### ZU BEARBEITENDE AUFGABEN
1. Mit wem zerbricht laut dem Text über die Nymphomanin Joe die Beziehung der Protagonistin?
2. Gib aus dem Text über die Nymphomanin Joe den Abschnitt wortgetreu wieder, der mit „In den drei“ beginnt und bis einschließlich „niemals Erlösung findet.“ reicht.
3. Übersetze den folgenden Satz aus dem Text über die Nymphomanin Joe ins Englische: „Mit dem Verlust ihrer Lust und dem Auseinanderbrechen ihrer Beziehung zu Jerome wird die Protagonistin zur Getriebenen, die ihr Heil in immer extremeren Spielarten der Sexualität sucht - und doch niemals Erlösung findet.“

### LESETEXT
------------------------------------------------------------

In den drei abschließenden Kapiteln schließt sich hier nun der erzählerische Kreis, vollendet Lars von Trier seinen im ersten Teil aufgebauten Spannungsbogen rund um den Lebensweg der Nymphomanin Joe, wobei schon das Ende des ersten Teils ahnen ließ, dass der manchmal beinahe heitere Grundton nun einer zunehmenden Düsterkeit weichen würde. Mit dem Verlust ihrer Lust und dem Auseinanderbrechen ihrer Beziehung zu Jerome wird die Protagonistin zur Getriebenen, die ihr Heil in immer extremeren Spielarten der Sexualität sucht - und doch niemals Erlösung findet.

------------------------------------------------------------

### AUSGEWÄHLTE DATENSÄTZE

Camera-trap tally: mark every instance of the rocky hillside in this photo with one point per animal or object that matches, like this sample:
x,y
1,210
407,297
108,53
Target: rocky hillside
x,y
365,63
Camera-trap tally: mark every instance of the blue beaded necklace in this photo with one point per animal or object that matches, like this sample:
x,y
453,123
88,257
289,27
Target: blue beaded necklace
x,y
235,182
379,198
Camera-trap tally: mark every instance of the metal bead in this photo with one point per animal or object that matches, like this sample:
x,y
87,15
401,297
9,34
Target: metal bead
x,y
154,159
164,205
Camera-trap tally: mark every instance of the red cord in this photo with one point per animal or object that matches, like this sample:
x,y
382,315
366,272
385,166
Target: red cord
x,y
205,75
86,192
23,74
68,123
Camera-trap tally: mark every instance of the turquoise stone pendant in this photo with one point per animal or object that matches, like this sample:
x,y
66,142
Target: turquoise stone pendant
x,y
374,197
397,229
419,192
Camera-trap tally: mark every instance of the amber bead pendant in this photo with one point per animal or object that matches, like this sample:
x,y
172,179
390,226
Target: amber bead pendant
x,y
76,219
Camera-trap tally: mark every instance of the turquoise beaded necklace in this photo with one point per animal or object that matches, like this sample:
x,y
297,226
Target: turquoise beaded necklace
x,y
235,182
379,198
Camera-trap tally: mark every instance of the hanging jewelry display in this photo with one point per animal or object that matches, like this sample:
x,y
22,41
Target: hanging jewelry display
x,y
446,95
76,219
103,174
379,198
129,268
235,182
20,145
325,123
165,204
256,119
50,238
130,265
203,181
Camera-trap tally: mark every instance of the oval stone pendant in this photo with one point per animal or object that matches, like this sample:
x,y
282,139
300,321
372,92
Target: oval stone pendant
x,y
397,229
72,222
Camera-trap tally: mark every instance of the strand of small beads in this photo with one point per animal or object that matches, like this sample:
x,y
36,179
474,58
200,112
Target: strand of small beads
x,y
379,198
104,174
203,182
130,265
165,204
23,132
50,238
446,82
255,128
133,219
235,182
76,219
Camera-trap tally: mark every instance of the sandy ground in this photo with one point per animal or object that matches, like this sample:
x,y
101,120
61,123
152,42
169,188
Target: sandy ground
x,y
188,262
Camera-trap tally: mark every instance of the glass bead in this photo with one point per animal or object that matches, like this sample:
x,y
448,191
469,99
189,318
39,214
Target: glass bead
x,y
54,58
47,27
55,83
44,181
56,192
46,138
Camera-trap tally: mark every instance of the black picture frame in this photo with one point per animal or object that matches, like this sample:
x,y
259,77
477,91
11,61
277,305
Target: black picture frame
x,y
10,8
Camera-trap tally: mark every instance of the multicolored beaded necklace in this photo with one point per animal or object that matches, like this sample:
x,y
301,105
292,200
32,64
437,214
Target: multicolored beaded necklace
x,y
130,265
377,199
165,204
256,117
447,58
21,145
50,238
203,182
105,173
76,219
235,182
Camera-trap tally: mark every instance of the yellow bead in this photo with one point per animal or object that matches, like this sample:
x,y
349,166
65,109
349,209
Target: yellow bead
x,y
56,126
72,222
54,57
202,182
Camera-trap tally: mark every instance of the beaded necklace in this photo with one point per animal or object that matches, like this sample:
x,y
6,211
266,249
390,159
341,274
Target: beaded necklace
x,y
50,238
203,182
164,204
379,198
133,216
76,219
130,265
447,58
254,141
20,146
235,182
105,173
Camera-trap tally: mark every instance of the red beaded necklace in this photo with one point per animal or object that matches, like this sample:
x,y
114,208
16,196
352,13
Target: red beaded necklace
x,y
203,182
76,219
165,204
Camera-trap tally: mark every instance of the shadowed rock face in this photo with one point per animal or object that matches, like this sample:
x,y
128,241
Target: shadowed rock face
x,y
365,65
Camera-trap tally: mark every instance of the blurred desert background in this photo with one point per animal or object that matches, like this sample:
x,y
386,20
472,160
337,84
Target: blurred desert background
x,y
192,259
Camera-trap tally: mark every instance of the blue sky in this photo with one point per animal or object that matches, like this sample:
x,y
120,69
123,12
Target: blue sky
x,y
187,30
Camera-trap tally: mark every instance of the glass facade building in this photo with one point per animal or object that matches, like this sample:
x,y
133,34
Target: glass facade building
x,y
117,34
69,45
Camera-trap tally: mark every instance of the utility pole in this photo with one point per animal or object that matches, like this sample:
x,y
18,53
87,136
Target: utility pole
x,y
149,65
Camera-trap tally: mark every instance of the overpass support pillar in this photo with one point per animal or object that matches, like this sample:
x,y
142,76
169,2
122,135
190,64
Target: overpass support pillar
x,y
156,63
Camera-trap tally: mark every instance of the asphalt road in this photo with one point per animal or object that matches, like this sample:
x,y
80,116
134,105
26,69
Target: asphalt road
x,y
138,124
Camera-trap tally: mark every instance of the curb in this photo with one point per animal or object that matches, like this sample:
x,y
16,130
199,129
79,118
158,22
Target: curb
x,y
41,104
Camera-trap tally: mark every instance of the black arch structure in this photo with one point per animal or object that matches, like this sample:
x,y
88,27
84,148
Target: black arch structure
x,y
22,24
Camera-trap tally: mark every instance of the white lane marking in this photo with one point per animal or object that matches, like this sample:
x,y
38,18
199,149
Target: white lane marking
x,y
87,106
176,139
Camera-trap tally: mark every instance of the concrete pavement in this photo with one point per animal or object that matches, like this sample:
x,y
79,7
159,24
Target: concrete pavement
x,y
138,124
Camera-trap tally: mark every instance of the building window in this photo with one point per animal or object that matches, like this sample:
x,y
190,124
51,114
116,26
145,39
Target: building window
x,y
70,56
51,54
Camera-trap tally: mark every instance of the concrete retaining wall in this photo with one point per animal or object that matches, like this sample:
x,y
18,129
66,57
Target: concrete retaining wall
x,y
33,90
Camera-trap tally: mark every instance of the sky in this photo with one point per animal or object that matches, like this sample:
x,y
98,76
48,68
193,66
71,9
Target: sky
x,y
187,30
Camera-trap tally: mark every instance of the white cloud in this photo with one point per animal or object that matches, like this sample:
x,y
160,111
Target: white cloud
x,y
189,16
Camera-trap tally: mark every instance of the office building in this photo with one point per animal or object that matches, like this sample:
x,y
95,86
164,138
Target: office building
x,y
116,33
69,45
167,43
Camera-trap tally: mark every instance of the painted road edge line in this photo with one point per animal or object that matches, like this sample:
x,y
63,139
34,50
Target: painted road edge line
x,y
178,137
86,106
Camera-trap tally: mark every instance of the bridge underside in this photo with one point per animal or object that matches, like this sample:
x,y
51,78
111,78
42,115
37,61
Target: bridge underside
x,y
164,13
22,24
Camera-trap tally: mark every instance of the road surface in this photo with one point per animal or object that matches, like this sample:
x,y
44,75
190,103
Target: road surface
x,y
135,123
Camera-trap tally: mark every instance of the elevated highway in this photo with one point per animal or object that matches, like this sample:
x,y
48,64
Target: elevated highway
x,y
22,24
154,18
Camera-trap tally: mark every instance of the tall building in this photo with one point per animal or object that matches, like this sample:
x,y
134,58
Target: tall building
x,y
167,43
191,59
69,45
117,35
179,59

------------------------------------------------------------

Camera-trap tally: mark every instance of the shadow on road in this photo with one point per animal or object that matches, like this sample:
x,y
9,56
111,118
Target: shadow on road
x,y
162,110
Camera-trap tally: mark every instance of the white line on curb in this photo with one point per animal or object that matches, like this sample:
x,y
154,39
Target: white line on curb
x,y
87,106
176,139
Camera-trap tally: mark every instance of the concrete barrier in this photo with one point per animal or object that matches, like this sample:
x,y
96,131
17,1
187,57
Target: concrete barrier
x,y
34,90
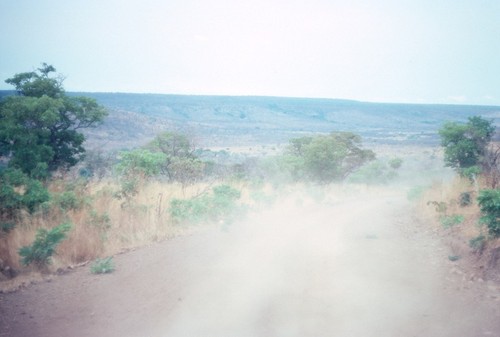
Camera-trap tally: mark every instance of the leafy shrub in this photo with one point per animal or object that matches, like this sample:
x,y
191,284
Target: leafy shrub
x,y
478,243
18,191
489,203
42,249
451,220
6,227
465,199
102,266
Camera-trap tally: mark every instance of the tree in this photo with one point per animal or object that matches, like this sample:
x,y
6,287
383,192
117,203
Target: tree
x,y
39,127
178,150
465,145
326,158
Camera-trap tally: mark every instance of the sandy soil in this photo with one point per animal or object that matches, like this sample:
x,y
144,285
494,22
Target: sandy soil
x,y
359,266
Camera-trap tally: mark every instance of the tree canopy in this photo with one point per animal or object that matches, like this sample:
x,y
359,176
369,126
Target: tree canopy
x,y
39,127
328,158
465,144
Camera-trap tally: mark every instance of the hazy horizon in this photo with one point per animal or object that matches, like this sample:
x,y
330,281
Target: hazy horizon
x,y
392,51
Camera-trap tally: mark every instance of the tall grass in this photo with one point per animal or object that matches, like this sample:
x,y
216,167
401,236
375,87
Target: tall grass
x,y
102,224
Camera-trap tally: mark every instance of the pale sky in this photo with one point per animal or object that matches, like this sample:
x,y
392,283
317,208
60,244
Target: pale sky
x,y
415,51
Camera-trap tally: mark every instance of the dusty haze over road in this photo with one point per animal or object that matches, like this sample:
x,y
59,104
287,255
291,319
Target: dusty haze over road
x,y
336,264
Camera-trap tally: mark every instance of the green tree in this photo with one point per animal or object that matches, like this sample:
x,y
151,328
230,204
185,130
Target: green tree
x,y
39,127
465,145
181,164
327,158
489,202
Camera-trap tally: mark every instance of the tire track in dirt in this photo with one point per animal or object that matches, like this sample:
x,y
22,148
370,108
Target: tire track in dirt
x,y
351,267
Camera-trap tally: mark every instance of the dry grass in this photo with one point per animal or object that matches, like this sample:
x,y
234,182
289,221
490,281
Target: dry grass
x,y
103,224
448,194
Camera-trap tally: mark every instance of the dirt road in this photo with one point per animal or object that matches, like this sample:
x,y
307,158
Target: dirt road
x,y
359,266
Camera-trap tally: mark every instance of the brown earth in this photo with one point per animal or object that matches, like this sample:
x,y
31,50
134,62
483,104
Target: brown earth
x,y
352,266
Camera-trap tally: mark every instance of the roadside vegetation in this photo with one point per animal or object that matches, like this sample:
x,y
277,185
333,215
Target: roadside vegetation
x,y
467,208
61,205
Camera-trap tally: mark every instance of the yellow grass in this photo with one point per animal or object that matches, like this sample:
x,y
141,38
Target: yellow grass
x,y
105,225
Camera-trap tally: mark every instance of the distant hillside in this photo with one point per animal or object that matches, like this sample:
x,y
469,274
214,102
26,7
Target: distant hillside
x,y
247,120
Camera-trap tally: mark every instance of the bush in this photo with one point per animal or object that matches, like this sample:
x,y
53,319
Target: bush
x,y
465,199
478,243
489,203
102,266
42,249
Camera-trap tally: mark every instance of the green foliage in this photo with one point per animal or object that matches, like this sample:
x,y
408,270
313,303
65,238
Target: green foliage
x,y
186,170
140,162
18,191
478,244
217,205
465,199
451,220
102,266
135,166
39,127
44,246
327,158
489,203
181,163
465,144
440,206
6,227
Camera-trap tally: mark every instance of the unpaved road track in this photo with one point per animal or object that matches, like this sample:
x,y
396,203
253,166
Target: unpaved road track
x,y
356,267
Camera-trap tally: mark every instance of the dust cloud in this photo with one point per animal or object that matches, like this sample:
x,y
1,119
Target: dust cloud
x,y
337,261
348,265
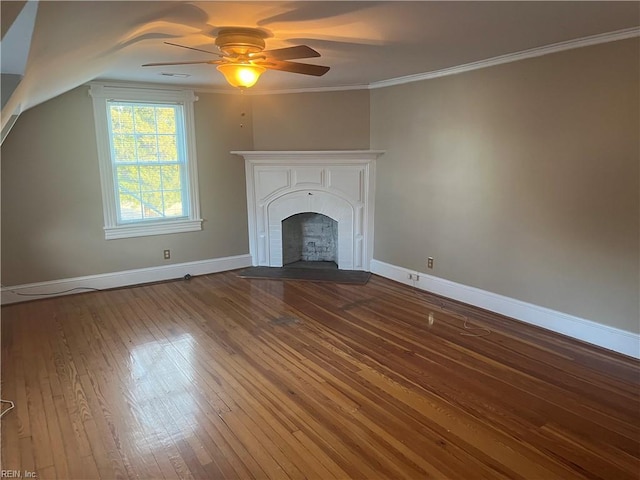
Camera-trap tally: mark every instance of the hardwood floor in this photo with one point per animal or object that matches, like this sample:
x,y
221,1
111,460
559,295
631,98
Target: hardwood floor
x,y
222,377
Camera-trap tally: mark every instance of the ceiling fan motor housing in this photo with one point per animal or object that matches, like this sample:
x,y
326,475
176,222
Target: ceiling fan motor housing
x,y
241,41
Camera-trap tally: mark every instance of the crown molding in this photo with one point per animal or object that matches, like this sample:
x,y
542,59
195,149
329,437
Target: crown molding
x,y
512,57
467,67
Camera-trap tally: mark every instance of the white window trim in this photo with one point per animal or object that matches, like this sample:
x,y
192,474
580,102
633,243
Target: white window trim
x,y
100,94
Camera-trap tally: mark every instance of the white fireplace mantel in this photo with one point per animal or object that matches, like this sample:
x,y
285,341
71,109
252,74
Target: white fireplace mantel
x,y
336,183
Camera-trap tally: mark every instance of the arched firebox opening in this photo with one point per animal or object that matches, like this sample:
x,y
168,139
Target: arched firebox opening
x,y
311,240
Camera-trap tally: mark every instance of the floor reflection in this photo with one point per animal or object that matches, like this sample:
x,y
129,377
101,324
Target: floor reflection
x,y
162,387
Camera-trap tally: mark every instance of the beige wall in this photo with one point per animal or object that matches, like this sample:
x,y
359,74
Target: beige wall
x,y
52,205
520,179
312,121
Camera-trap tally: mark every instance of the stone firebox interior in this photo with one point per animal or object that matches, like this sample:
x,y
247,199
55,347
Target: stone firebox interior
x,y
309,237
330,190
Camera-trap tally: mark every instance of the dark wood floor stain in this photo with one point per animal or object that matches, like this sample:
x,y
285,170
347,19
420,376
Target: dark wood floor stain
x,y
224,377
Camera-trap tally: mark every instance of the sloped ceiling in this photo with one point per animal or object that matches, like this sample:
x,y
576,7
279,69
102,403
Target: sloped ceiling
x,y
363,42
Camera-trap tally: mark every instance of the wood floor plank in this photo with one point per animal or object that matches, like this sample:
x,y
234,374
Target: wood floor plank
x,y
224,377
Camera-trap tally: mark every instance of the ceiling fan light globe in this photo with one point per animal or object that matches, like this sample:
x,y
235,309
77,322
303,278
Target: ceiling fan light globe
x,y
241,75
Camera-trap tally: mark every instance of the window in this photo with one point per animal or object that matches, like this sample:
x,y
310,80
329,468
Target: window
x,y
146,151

------------------------------------------------------------

### LÖSUNGEN
1. Mit Jerome.

2.
In den drei abschließenden Kapiteln schließt sich hier nun der erzählerische Kreis, vollendet Lars von Trier seinen im ersten Teil aufgebauten Spannungsbogen rund um den Lebensweg der Nymphomanin Joe, wobei schon das Ende des ersten Teils ahnen ließ, dass der manchmal beinahe heitere Grundton nun einer zunehmenden Düsterkeit weichen würde. Mit dem Verlust ihrer Lust und dem Auseinanderbrechen ihrer Beziehung zu Jerome wird die Protagonistin zur Getriebenen, die ihr Heil in immer extremeren Spielarten der Sexualität sucht - und doch niemals Erlösung findet.

3. With the loss of her desire and the breakup of her relationship with Jerome, the protagonist becomes a driven woman who seeks salvation in ever more extreme forms of sexuality - and yet never finds redemption.